::: Provided material :::
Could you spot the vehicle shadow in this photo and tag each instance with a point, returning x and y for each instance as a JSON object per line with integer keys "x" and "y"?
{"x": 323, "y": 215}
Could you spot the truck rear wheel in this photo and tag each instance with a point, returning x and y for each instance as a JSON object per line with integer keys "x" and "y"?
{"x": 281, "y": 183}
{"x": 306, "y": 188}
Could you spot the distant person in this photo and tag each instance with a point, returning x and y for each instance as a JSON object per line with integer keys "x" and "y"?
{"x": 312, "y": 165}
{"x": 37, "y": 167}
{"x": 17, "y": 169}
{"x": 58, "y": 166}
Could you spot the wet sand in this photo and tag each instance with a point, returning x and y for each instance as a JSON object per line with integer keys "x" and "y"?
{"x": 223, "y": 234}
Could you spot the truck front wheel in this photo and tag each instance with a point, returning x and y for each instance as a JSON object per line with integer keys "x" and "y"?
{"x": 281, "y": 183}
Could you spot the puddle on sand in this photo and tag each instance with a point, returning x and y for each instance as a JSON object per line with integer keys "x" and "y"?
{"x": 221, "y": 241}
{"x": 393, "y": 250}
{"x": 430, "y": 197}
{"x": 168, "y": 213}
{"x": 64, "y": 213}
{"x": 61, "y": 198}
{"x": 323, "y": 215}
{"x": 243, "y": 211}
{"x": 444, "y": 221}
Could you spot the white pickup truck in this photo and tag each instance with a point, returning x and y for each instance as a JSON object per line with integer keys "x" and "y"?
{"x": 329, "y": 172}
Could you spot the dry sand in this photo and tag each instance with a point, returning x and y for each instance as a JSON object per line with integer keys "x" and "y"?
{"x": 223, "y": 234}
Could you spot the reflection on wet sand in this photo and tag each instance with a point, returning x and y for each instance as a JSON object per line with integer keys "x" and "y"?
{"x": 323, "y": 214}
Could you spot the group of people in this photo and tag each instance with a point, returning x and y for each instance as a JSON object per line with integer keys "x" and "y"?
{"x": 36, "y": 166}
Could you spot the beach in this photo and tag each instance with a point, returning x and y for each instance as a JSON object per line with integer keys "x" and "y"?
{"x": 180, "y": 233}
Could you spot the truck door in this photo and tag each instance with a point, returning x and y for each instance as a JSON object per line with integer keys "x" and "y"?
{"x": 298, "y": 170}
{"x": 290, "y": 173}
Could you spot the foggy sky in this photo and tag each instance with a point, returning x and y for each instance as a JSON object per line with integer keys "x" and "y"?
:::
**Task directions:** Each of the entries must be set down again exactly.

**Output for this task:**
Could you spot the vehicle shadow in this photo and tag each instance with a point, returning x and y for each instance as a JSON object per line with integer keys "x" and "y"?
{"x": 323, "y": 215}
Could you spot the truck rear wheel in this photo and tag each instance with a point, returning x and y for each instance as a JSON object per line with integer keys "x" and "y"?
{"x": 281, "y": 183}
{"x": 306, "y": 188}
Could you spot the distant person in this photo and tag each instance with a point, returning x and y for each instance as a JSON object per line with integer keys "x" and "y"?
{"x": 312, "y": 165}
{"x": 37, "y": 167}
{"x": 17, "y": 169}
{"x": 58, "y": 166}
Could you spot the wet sand in this photo and tag each instance with a point, returning x and y for each instance as a JSON object per line with integer keys "x" and "y"?
{"x": 223, "y": 234}
Could you spot the truck front wheel in this photo and tag each instance with a point, returning x and y for each instance as a JSON object per line with integer keys "x" and "y"?
{"x": 281, "y": 183}
Could you spot the puddle on sand in this photo and tag each instance with a point, returning x and y for each instance as a JSON object per line with integer keys "x" and "y"?
{"x": 221, "y": 241}
{"x": 393, "y": 250}
{"x": 430, "y": 197}
{"x": 168, "y": 213}
{"x": 64, "y": 213}
{"x": 61, "y": 198}
{"x": 323, "y": 215}
{"x": 243, "y": 211}
{"x": 444, "y": 221}
Could you spot the white pickup truck in this photo and tag each instance with a point, returning x and y for each instance as a JSON object per line with integer keys "x" and "y"?
{"x": 329, "y": 172}
Could you spot the dry sand in this photo and tag each instance with a point, returning x and y for each instance as a JSON object per line with integer keys "x" and "y"?
{"x": 223, "y": 234}
Could you spot the reflection on wet sand in this photo and tag each instance with a point, returning x and y for each instance as a JSON object per line with integer keys "x" and "y"?
{"x": 323, "y": 214}
Could you spot the group of people in this photo and tag each instance with a point, returning x and y for each instance as a JSON object per line with integer keys "x" and "y"?
{"x": 36, "y": 166}
Could you spot the beach in this photo and tag each instance with a point, returning x and y for each instance as a JSON object per line with integer keys "x" and "y"?
{"x": 180, "y": 233}
Could you spot the truck door in this photo and tag each instance with a point, returning x and y for each instance as a JSON object per line with integer keys "x" and "y"?
{"x": 298, "y": 170}
{"x": 290, "y": 173}
Could you spot the foggy sky in this photo and tag each instance with a point, returning x and y for each instance as a JSON object per line with integer keys "x" and "y"?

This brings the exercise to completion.